EXERCISE BRIEF → Recast the items below as a numbered list, leaving out any blank lines.

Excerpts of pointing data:

-=-=-=-=-

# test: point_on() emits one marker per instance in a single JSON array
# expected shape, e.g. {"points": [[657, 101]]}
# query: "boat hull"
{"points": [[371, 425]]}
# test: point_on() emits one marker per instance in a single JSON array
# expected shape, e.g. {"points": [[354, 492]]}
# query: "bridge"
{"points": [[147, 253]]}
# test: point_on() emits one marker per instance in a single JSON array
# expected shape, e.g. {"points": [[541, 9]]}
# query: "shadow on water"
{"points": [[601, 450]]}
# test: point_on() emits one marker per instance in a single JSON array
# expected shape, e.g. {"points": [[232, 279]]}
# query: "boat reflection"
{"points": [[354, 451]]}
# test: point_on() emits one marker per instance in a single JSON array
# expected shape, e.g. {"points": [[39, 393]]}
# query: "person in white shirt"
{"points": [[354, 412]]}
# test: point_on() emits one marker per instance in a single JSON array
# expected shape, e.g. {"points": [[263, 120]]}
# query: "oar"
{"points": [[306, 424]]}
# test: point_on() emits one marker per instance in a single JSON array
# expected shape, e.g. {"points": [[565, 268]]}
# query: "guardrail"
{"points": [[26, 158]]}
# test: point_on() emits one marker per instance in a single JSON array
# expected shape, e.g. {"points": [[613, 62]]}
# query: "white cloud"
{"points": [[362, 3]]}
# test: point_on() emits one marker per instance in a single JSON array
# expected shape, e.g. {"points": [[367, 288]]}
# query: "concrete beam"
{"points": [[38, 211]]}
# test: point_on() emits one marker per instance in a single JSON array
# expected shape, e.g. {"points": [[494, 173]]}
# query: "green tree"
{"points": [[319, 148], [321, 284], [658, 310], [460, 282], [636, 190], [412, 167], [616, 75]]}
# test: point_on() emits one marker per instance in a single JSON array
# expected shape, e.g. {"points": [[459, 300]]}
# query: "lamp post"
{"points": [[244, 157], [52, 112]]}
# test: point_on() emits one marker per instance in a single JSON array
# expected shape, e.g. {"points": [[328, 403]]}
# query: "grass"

-=-=-=-=-

WRITTEN REPLY →
1. # test: point_on() emits one marker per instance in a single JSON array
2. # expected shape, e.g. {"points": [[657, 101]]}
3. # query: "boat hull"
4. {"points": [[371, 425]]}
5. # test: point_on() emits one marker per instance in a single JSON array
6. # expected shape, e.g. {"points": [[354, 492]]}
7. # query: "bridge"
8. {"points": [[147, 253]]}
9. # test: point_on() emits one marker per instance in a single JSON array
10. # expected shape, e.g. {"points": [[541, 9]]}
11. # query: "shadow on water"
12. {"points": [[601, 450]]}
13. # test: point_on() emits one marker per instance in a single JSON array
14. # expected shape, e.g. {"points": [[232, 279]]}
15. # query: "boat reflection"
16. {"points": [[354, 451]]}
17. # test: point_on() emits one marker per instance in a single JSON array
18. # expected shape, e.g. {"points": [[39, 393]]}
19. # query: "person in white shirt"
20. {"points": [[354, 412]]}
21. # test: point_on() emits one marker per instance in a single JSON array
22. # expected shape, e.g. {"points": [[263, 120]]}
23. # query: "oar"
24. {"points": [[306, 424]]}
25. # test: point_on() emits one marker per instance in a single JSON array
26. # expected shape, e.g. {"points": [[565, 268]]}
27. # query: "guardrail"
28. {"points": [[26, 158]]}
29. # test: point_on() emits one marker per instance in a single JSON array
30. # expected shape, e.g. {"points": [[613, 62]]}
31. # query: "white cloud"
32. {"points": [[362, 3]]}
33. # test: point_on() emits one marker per instance in a single JSON array
34. # expected shape, e.g. {"points": [[367, 288]]}
35. # query: "concrete beam"
36. {"points": [[38, 211]]}
37. # test: point_on() emits one marker per instance in a single JSON array
38. # expected shape, e.g. {"points": [[494, 173]]}
39. # query: "green tree"
40. {"points": [[319, 148], [321, 284], [658, 310], [460, 282], [636, 190], [412, 167], [616, 75]]}
41. # test: point_on() emits one marker per instance in a single JSON array
42. # expected shape, e.g. {"points": [[459, 300]]}
43. # query: "lamp post"
44. {"points": [[244, 157], [52, 112]]}
45. # test: point_on() emits one marker per instance in a single JSON array
46. # expected shape, e.g. {"points": [[328, 403]]}
47. # query: "grass"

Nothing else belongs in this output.